__Material provided__:
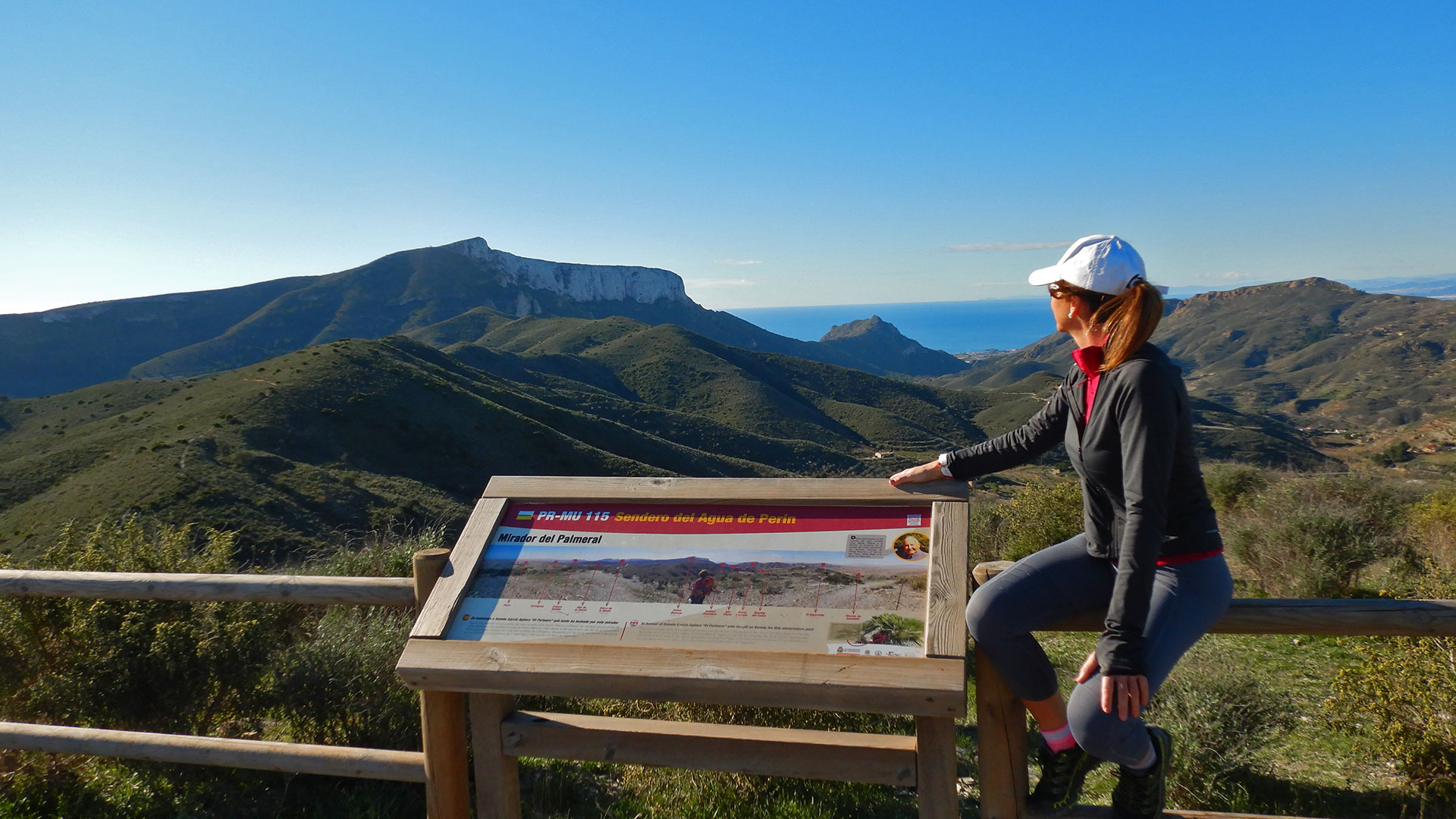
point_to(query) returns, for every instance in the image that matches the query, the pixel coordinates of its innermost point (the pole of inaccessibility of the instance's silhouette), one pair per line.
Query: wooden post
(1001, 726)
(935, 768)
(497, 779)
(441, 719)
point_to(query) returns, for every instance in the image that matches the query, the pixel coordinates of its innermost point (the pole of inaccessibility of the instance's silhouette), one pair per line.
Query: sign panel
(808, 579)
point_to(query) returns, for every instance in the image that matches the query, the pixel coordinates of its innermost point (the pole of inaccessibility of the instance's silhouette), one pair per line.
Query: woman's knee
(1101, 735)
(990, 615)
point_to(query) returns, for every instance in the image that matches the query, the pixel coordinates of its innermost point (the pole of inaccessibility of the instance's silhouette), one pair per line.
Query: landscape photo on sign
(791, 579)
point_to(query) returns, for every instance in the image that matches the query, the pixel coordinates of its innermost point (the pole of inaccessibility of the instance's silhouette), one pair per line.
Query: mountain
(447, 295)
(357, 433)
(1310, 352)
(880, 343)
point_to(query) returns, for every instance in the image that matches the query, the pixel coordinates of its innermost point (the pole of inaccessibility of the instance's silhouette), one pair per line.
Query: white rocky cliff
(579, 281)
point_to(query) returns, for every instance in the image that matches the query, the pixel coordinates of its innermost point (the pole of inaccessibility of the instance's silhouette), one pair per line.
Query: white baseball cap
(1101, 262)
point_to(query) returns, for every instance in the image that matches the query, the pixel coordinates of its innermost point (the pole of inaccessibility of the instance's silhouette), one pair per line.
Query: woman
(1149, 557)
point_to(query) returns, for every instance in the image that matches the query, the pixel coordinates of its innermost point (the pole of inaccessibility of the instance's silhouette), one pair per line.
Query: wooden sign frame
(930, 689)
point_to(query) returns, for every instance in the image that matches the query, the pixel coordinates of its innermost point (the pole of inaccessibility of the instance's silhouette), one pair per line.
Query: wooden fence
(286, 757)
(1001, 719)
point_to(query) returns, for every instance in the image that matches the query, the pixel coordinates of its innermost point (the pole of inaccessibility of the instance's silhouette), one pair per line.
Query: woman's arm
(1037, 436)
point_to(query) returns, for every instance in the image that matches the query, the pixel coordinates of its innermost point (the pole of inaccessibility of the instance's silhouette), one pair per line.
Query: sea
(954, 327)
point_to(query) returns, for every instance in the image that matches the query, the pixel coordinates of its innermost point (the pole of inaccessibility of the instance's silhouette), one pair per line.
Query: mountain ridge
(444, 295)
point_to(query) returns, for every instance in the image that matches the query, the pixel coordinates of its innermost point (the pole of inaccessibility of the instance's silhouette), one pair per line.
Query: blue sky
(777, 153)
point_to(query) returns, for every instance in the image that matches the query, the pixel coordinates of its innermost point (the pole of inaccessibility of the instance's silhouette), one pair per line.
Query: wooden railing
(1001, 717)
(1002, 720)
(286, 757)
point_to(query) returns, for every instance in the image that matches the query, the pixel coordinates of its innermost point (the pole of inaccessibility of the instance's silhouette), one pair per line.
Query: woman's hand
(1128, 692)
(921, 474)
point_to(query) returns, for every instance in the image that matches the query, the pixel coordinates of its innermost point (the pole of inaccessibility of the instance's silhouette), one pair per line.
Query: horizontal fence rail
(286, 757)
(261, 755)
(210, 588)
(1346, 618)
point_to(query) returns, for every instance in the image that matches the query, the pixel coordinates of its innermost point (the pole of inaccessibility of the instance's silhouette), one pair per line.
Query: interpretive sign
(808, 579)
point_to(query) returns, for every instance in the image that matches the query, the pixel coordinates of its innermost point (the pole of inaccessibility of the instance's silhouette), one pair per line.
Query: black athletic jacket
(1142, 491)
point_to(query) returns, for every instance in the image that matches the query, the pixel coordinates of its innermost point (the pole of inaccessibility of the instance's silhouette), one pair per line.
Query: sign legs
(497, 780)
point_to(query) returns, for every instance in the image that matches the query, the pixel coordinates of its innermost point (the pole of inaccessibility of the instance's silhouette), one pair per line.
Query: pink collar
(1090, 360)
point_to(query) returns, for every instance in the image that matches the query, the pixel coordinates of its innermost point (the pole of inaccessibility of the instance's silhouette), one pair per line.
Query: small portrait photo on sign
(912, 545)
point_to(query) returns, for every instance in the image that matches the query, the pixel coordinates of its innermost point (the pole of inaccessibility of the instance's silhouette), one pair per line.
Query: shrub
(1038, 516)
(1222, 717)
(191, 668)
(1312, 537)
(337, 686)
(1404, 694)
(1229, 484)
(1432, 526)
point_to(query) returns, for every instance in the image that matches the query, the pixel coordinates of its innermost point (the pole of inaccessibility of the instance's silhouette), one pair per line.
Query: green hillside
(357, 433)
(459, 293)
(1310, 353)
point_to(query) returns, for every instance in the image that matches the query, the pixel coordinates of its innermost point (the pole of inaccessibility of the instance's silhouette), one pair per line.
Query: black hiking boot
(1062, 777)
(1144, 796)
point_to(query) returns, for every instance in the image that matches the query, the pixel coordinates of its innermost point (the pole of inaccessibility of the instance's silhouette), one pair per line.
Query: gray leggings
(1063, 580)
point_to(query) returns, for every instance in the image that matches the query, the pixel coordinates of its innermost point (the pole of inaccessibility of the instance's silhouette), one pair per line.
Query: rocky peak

__Task__:
Quote the preceding listing precisely and completely, omitting its images.

__Response to the task__:
point_to(query) returns, for every instance in the image that matches the query, the pixel coordinates of its innermost point (the pole of inaccessibility of the instance's silhouette), one pair per line.
Query: wooden post
(1001, 726)
(935, 768)
(497, 779)
(441, 719)
point_to(query) returns, for every instance in the image that matches the query, the pixel coordinates of its innermost point (the pole of inaccessibility of the instance's silhouette), one pair per line.
Query: sign panel
(808, 579)
point_to(query) returns, for every instance in the image that matches the query, the pixel coordinates of its innermost point (the pole of inaccessibility of the instance's silhouette), one pair per line.
Query: woman's knee
(1101, 735)
(990, 615)
point_to(query) returns, for every instance in the image that matches the query, the pixel coordinates of its innermost point (the pole of inaccessibility of the instance's silhouette), one pair per line.
Query: landscape photo on sign
(791, 579)
point_to(query) returns, for every instance in the image that matches the query, the pixel coordinates of its innermost point (the pole of inaccessibility of the instance's silhouette), one pair per line.
Query: mountain
(447, 295)
(357, 433)
(1310, 352)
(880, 343)
point_to(query) returns, for every instance in the image that matches the query, the pixel coordinates of its innermost point (the pole of inaccessibility of the instance's silhouette), one pair per line.
Query: white rocky cliff
(579, 281)
point_to(query) returns, for every instance in the image that matches the query, the pixel coordinates of its innermost point (the pole of inaccessibility of the instance's silhouette), one pair per line.
Query: white baseball cap
(1101, 262)
point_to(query) returns, for every instance in the image that matches the query, the pixel coordinates of its innermost point (the pole of inaccessibility of the instance's silhouette), one pair per line.
Query: woman
(1149, 557)
point_to(query) returns, for every instance in the image that matches the query, the pixel coordinates of its innermost point (the pole of inaccessibility of the instance's silhouette), one pair per line.
Query: wooden sign frame
(930, 689)
point_to(query) returns, for every instance in the image that matches the query, the pixel coordinates of its innermost point (the pole of inaccessibility of the instance's silhouette), one pair per line.
Query: wooden fence
(286, 757)
(1001, 719)
point_to(query) returns, for every instance in the image that matches the query, the pixel coordinates of its innermost point (the pole of inaccessibility of the instance's silhouette), one pair per line.
Query: woman's arm
(1037, 436)
point_to(query) returns, for every instance in the image that matches the query, the pixel coordinates of its innermost point (the pole of inaccessibility of the instance's silhouette), one pair per line.
Query: sea
(954, 327)
point_to(query) returns, for every instance in the image that matches the query, the pixel coordinates of its innermost point (the pole of inaccessibility of the instance's silhouette), one pair per line.
Query: mountain ridge
(444, 295)
point_to(query) returns, for every instance in the image that matches the query, the pixel coordinates of its innermost point (the pole of inaccessibility of the instance's silhouette), one pair per line.
Query: blue sky
(777, 153)
point_to(query) returns, for every instance in the image that matches the query, the pixel coordinates of its innermost point (the pole of inaccessibility of the instance's silhouette), one pair per line.
Query: wooden railing
(1001, 717)
(1002, 720)
(286, 757)
point_to(query) returns, for every instance in the image that matches the query, the pixel coordinates of its innermost point (the pole of inaccessibility of the instance's silhouette), one pair per line.
Query: woman's hand
(1128, 692)
(921, 474)
point_to(query) returns, for every instance in the image that matches the query, the pixel coordinates of its innermost point (the pole of inaccessibility of the instance's silhouette), one pair per line.
Query: horizontal fence rail
(286, 757)
(261, 755)
(210, 588)
(1346, 618)
point_to(query) returns, for every instance in the image that matches the query, the pixel coordinates of its innermost point (the pole of inaccessibility of the instance's silhouette), one pair per line.
Query: interpretive sign
(808, 579)
point_to(query) returns, for every instance in the image that matches the query, the pixel coordinates of its innermost point (the pole of inaccessibility of the instance's silhouette), one pair per line.
Query: black athletic jacket
(1142, 491)
point_to(query) returns, for every instance in the image that matches the query, the pixel coordinates of its innermost point (the pole of inaccessibility of the instance's silhouette), one pair per line.
Query: sign legs
(497, 780)
point_to(query) returns, for every instance in the image that matches the query, the pixel coordinates of its innermost point (the pole of inaccessibility of the instance's silhouette), one pair per line.
Query: pink collar
(1090, 360)
point_to(query) returns, for every instance in the image that matches the query, the pixel coordinates of its innermost point (the pole of inaccessibility of the instance's silhouette), one pair per line.
Query: small portrait photo on sign
(912, 545)
point_to(query) returns, for every instance in the image that matches the query, the pixel coordinates of its innermost point (the pole of inaccessibility of the instance's silhouette), one pair per line.
Query: shrub
(1038, 516)
(1222, 717)
(191, 668)
(1312, 537)
(337, 686)
(1404, 694)
(1229, 484)
(1432, 526)
point_to(query) returns, for every instance in the image that matches the query, the pixel coordinates of its innermost point (the pole of inaccessibility of the instance's silhouette), one pair per line.
Query: green hillside
(357, 433)
(459, 293)
(1310, 353)
point_to(query) returns, for every instance in the image that matches the query, the pixel coordinates of its innermost point (the pole of inaccessibility of the instance's silhouette), one pair per line.
Query: black hiking boot
(1062, 777)
(1144, 796)
point_to(query) returns, for every instance in the image that matches the query, the pixel coordinates of its innermost point (the pole of inaccessibility of the instance's silhouette), one pair per line.
Query: gray leggings
(1063, 580)
point_to(query) returns, for every instance in the image that matches the query, the pixel coordinates of its innermost point (the pole of inaccessibility of the instance's silhouette), one pair per line.
Query: rocky peak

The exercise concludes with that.